PROBLEMS AND TASKS>
1. Answer these from the article on how small colleges are handling the coronavirus holiday season:
(a) In what town and state is Cottey College?
(b) In what year was the college founded?
(c) For students, what does the Thanksgiving Break mark?
2. In one to three sentences, explain why, according to the article on small colleges and the coronavirus holiday season, the Thanksgiving Break also means the semester is coming to an end.
3. Continue the article on small colleges and the coronavirus holiday season from the point where it stops.

═══ EXTRACTED TEXT ═══

Small colleges are handling a coronavirus holiday season with multifaceted approach
Severe acute respiratory syndrome coronavirus 2 has been affecting our daily lives whether we have been specifically touched by the virus or not. Like “Six Degrees of Separation”, the likelihood that you know someone who has dealt directly with the disease more commonly known as COVID-19 is high. This is never more evident than on college campuses, especially those who are smaller and more intimate.
Cottey College, nestled in the town of Nevada, Missouri, is no different. This all women’s school, which was founded in 1884, houses approximately 300 students on its 17-acre campus and has held on-campus classes since the start of the fall semester in late August.
Cottey, like all other colleges, has been making plans for the Thanksgiving Break. This moment in time would signify the gathering of family and loved ones in one’s house to enjoy home-cooked food and other activities. Yet, it also means the coming to the end of what would be a productive and successful semester, with students knowing that the break marks only a few weeks left before finals.

═══ AVAILABLE DATA ═══

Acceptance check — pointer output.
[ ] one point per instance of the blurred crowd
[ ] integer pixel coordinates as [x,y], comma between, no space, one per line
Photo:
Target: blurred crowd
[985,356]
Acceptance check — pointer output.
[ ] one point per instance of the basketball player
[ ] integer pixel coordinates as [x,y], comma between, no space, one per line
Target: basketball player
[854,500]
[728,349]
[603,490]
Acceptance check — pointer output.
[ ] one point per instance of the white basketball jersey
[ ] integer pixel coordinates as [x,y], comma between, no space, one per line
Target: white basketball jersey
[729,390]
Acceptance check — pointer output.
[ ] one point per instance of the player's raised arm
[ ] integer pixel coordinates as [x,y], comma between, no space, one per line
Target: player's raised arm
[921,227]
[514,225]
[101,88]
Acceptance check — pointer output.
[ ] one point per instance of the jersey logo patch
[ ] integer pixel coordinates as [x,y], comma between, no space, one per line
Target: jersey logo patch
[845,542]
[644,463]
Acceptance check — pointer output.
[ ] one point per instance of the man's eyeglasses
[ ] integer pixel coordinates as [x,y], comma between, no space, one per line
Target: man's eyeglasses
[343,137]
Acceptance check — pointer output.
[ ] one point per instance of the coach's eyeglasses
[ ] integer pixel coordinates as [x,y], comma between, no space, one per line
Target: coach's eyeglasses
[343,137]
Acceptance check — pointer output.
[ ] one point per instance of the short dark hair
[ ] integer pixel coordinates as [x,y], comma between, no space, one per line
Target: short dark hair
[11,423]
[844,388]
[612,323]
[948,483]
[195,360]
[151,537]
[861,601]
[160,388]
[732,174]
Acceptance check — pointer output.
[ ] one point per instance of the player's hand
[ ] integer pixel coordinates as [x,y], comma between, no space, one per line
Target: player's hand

═══

OUTPUTS FOR THE TASKS>
1.
(a) Nevada, Missouri
(b) 1884
(c) Only a few weeks left before finals

2. Students know that the break marks only a few weeks left before finals. That is why it signals the close of what would be a productive and successful semester.

3.
This year is not the same; colleges have taken a different approach in trying to allow students to be home for the holiday while still remaining safe. Unlike some schools, which started the semester early so their students would be finished by the break and leave until the spring semester starts in 2021, Cottey decided to start the fall semester as normal (with social distancing, as well as masks, being required by everyone on campus) and hold their classes in-person until the break. The students were then allowed to choose one of three different options: go home for the break and stay home for the rest of the semester, attending classes remotely online; go home and then come back for the few remaining weeks to finish their work on campus, or to stay through the break until the semester ends.
“We are very pleased with how the fall semester has unfolded,” says Dr. Landon Adams, Vice-President of Student Life at Cottey. “We were ahead of our peers in some major decisions. We were among the first institutions in the area to commit to a testing program on campus. We were one of the first to commit to a campus-wide mask mandate. We were one of the first to formalize Thanksgiving Break plans, and we were possibly the first local institution to make adjustments to its spring academic calendar. By making these decisions early in the process, we were able to work through details and be nimble enough to respond to any unforeseen challenges quickly.”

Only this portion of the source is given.